**SELECTED TEXT**:
────────────────────────────────────────
Biosynthesis of the salinosporamide A polyketide synthase substrate chloroethylmalonyl-coenzyme A from S-adenosyl-L-methionine

Abstract

Polyketides are among the major classes of bioactive natural products used to treat microbial infections, cancer, and other diseases. Here we describe a pathway to chloroethylmalonyl-CoA as a polyketide synthase building block in the biosynthesis of salinosporamide A, a marine microbial metabolite whose chlorine atom is crucial for potent proteasome inhibition and anticancer activity. S-adenosyl-L-methionine (SAM) is converted to 5'-chloro-5'-deoxyadenosine (5'-ClDA) in a reaction catalyzed by a SAM-dependent chlorinase as previously reported. By using a combination of gene deletions, biochemical analyses, and chemical complementation experiments with putative intermediates, we now provide evidence that 5'-ClDA is converted to chloroethylmalonyl-CoA in a 7-step route via the penultimate intermediate 4-chlorocrotonyl-CoA. Because halogenation often increases the bioactivity of drugs, the availability of a halogenated polyketide building block may be useful in molecular engineering approaches toward polyketide scaffolds.

Fig. 1.

Organization of the sal biosynthetic gene cluster from Salinispora tropica. The sal DNA sequence in strains CNB-476 and CNB-440 is 99% identical. Genes putatively involved in the chloroethylmalonyl-CoA pathway (red), construction of the core γ-lactam-β-lactone ring system (gray), assembly of the nonproteinogenic amino acid l-3-cyclohex-2′-enylalanine (blue), regulation and resistance (yellow), unknown (white), and 2 partial transposases (black) are color-coded.
────────────────────────────────────────
**SOURCE INFORMATION**:

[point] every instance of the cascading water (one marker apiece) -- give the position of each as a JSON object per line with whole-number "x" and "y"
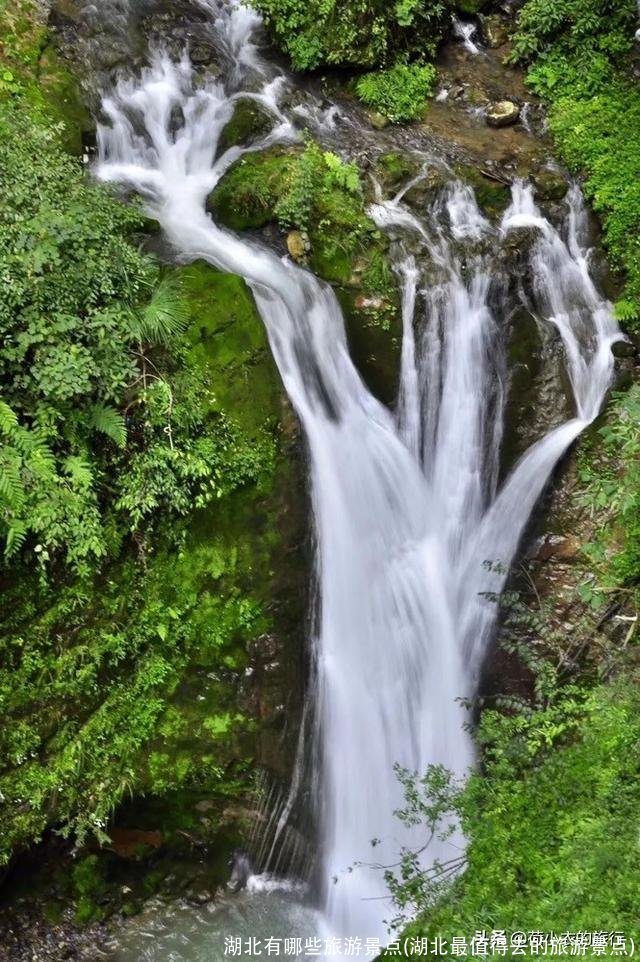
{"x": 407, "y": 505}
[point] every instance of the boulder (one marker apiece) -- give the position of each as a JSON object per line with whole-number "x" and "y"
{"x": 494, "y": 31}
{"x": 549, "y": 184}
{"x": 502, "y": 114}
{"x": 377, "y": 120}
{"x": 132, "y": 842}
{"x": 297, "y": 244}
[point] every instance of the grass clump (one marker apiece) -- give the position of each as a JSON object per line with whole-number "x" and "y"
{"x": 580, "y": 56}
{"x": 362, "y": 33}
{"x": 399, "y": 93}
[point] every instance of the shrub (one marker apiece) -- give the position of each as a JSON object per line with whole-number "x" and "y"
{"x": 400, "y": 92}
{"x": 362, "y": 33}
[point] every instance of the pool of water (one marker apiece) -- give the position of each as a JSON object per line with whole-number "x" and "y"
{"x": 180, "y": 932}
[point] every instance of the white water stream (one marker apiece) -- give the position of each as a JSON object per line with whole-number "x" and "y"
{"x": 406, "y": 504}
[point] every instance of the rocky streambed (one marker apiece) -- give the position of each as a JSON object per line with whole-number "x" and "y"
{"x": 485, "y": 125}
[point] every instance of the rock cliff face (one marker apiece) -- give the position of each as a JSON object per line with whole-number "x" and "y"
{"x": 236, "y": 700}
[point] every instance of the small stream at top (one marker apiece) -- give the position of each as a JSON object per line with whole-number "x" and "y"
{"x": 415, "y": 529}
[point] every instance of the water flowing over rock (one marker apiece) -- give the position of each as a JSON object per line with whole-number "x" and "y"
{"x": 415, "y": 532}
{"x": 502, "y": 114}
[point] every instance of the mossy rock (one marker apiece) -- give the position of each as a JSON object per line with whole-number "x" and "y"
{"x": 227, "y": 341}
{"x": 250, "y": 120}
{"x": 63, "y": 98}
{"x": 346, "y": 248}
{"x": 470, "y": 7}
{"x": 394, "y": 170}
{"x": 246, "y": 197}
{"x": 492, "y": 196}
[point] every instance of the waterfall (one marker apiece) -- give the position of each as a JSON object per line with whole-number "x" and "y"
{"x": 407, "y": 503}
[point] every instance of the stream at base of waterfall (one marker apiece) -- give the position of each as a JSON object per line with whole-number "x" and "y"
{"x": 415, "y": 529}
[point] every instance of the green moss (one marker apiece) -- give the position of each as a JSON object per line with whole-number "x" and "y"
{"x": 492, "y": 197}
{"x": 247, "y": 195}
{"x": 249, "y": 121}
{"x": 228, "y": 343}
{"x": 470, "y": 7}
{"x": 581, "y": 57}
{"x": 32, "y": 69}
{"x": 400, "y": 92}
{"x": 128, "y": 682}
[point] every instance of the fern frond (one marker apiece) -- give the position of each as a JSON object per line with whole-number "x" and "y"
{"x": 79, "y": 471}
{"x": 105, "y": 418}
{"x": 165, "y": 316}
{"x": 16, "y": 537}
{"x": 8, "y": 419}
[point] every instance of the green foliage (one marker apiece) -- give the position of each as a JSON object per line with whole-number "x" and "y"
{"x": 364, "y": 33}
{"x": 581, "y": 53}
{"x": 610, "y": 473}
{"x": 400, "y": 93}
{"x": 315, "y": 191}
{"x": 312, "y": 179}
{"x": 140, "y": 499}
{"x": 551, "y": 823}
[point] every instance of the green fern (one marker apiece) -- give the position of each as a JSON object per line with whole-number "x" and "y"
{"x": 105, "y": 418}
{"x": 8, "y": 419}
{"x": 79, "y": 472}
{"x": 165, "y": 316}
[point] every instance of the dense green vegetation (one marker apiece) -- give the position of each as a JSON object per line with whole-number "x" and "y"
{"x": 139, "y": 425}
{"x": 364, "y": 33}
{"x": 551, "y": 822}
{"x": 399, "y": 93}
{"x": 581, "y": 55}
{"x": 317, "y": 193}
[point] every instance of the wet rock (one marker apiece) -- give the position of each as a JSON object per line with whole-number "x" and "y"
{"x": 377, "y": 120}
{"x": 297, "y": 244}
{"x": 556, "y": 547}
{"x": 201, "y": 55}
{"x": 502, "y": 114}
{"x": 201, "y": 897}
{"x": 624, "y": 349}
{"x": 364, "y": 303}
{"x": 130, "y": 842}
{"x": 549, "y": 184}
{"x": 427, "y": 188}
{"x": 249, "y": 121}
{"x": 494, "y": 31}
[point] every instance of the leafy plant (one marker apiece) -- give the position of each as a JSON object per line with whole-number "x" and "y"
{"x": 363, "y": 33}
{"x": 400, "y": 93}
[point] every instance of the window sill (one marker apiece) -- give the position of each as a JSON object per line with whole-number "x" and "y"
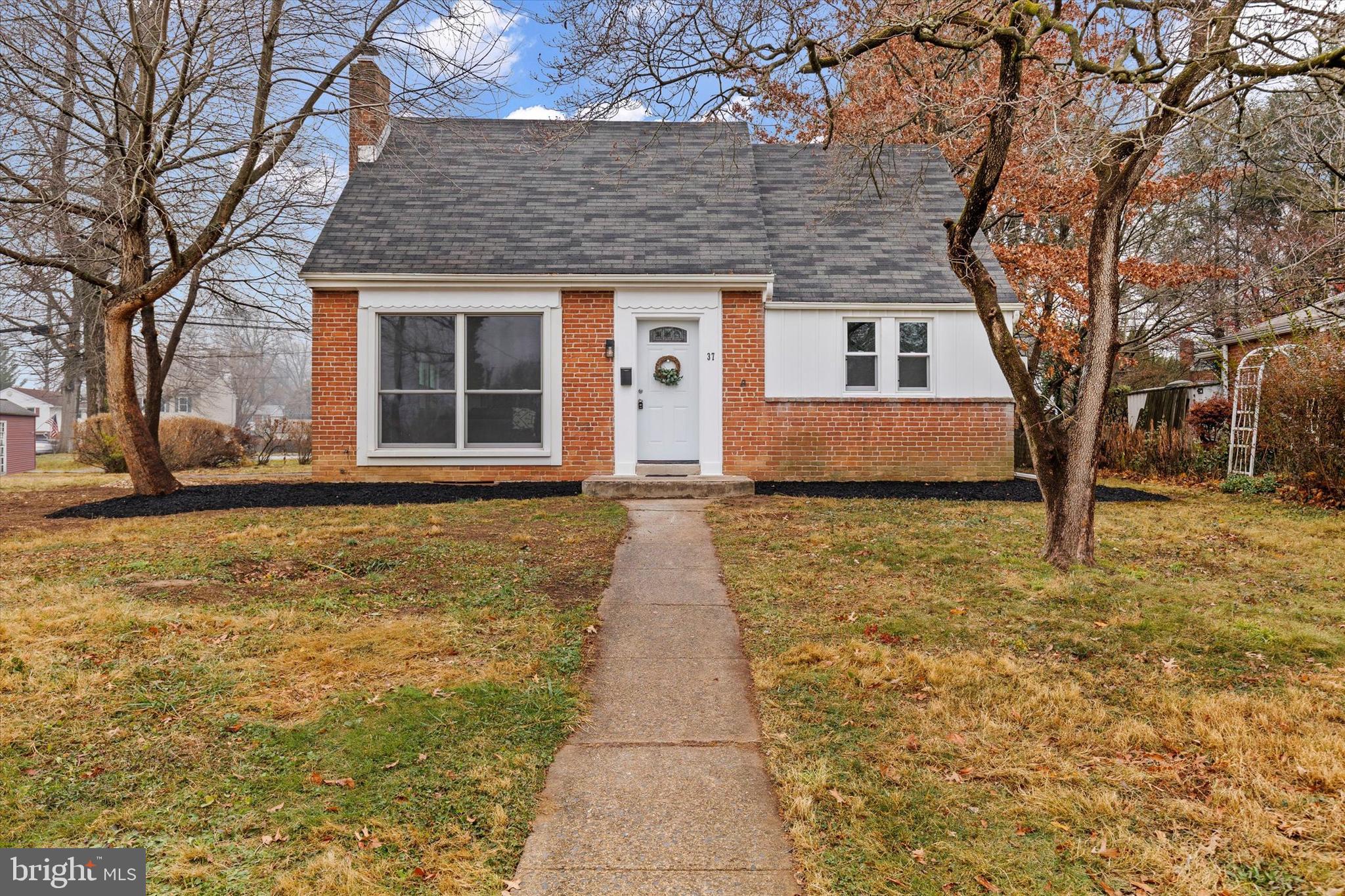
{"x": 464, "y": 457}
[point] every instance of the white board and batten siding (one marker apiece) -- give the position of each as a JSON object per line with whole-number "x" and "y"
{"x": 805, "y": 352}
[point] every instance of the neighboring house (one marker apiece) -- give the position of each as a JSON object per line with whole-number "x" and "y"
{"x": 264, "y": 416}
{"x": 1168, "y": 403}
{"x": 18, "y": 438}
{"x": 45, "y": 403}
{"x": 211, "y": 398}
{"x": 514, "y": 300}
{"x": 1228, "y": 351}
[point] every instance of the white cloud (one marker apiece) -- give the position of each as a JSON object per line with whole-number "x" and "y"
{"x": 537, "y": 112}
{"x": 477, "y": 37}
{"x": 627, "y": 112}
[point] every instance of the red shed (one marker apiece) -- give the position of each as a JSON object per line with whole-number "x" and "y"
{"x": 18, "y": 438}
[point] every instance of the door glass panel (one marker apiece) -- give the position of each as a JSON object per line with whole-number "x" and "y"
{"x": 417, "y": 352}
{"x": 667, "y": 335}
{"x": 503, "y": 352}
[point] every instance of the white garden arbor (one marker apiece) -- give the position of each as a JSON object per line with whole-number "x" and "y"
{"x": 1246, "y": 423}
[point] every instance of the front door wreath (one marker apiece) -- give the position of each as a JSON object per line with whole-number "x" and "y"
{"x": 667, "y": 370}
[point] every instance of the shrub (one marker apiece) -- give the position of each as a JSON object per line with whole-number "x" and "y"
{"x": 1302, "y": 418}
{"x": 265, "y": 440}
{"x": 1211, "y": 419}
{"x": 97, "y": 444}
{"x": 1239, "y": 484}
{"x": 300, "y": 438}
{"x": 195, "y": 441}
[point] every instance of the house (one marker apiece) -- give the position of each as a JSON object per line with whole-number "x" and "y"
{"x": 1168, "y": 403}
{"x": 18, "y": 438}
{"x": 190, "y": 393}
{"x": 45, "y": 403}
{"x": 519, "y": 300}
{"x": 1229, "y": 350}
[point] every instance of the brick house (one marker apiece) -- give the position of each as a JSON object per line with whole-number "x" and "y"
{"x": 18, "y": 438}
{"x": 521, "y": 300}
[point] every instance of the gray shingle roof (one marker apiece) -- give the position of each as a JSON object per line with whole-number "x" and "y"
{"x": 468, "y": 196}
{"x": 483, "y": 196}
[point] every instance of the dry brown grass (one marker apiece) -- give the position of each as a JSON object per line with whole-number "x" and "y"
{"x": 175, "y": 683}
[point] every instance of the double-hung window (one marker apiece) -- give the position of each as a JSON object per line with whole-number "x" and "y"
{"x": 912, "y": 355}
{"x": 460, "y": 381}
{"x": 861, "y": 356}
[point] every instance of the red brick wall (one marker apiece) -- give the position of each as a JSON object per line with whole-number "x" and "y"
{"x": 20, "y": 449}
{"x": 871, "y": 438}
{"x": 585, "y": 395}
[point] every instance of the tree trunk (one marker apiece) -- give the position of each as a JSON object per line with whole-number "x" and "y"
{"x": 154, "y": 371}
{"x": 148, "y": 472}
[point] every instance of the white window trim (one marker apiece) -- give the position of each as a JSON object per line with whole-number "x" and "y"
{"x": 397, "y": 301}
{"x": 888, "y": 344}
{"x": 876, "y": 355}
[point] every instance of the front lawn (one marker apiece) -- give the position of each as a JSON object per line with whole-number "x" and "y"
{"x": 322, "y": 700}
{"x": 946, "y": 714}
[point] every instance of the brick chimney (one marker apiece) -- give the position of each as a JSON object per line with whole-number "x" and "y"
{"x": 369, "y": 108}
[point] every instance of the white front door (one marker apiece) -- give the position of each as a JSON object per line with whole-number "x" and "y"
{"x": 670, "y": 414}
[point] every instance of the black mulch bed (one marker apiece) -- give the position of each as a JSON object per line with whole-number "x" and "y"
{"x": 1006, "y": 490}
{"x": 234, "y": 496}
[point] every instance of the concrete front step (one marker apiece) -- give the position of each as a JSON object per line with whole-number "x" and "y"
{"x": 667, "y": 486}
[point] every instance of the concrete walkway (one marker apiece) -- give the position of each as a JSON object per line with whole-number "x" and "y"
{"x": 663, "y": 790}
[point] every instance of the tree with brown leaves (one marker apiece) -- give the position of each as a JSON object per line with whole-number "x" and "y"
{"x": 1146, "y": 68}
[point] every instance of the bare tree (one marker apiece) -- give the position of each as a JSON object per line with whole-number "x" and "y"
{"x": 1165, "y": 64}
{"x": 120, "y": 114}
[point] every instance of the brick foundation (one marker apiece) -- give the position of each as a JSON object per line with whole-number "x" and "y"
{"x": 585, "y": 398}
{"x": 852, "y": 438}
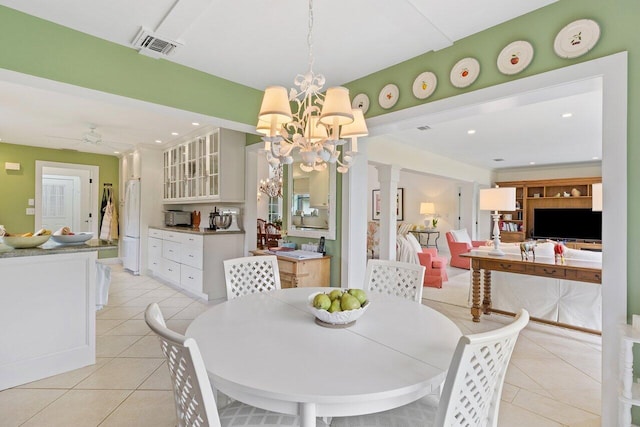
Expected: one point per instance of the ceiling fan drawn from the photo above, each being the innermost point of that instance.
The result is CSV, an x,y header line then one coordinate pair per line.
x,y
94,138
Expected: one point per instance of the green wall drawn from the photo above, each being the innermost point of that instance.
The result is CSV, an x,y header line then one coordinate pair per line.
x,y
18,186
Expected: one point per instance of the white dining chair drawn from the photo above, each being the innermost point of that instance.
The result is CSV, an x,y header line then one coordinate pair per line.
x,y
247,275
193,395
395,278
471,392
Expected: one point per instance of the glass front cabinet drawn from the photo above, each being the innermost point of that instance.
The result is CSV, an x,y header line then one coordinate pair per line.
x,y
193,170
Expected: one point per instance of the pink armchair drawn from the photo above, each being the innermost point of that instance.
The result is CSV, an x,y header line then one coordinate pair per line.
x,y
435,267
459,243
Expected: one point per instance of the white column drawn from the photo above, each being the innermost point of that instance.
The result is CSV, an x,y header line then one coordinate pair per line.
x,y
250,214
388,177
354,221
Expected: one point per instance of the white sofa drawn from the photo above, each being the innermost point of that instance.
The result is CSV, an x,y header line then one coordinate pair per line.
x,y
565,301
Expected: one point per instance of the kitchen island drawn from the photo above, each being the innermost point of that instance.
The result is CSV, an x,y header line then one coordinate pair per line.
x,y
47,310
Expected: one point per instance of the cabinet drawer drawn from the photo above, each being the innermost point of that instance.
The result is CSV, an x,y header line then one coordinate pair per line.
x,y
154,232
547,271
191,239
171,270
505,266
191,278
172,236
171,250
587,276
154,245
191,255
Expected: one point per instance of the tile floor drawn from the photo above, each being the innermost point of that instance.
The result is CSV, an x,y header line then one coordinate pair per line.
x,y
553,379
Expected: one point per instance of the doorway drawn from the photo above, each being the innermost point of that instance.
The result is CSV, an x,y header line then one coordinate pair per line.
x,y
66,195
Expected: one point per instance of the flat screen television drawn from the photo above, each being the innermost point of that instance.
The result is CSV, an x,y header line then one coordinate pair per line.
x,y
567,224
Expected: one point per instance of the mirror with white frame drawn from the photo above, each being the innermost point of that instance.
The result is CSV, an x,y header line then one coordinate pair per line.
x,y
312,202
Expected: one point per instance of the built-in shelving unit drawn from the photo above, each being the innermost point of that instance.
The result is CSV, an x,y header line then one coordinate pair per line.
────────────────────────────────────────
**DIRECTIONS**:
A. From the salinosporamide A text, retype word for word the part starting with "Organization of the" and going on through "(black) are color-coded.".
B. Extend the salinosporamide A text by continuing it from its last sentence.

**ANSWERS TO EACH TASK**:
A.
Organization of the sal biosynthetic gene cluster from Salinispora tropica. The sal DNA sequence in strains CNB-476 and CNB-440 is 99% identical. Genes putatively involved in the chloroethylmalonyl-CoA pathway (red), construction of the core γ-lactam-β-lactone ring system (gray), assembly of the nonproteinogenic amino acid l-3-cyclohex-2′-enylalanine (blue), regulation and resistance (yellow), unknown (white), and 2 partial transposases (black) are color-coded.

B.
Fig. 2.

Inactivation of the PKS gene salA completely abolishes salinosporamide (sal.) production. HPLC chromatograms of culture extracts with detection at 210 nm. Mt, mutant; wt, wild-type.

Fig. 3.

Comparison of chloroethylmalonyl-CoA and ethylmalonyl-CoA biosynthetic pathways. (A) Proposed pathway to chloroethylmalonyl-CoA as a PKS extender unit in salinosporamide A biosynthesis. (B) The corresponding ethylmalonyl-CoA moiety in salinosporamide B is derived from acetate (9). Crotonyl-CoA carboxylase/reductase (CCR) is a key enzyme in the ethylmalonyl-CoA pathway (19).

Fig. 4.

Chromatographic analysis of intermediates in the chloroethylmalonyl-CoA pathway. (A) 5-ClR as a key intermediate in the chloroethylmalonyl-CoA pathway. Scheme of the method used to derivatize 5-ClR for UV detection (352 nm) (Upper). LC/MS analysis of derivatized 5-ClR and water extracts of the salL (negative control) and salM mutants (Lower). (B) Feeding experiments with postulated intermediates (or their counterparts) in the chloroethylmalonyl-CoA pathway restore salinosporamide A production in the salL mutant. See Results for details.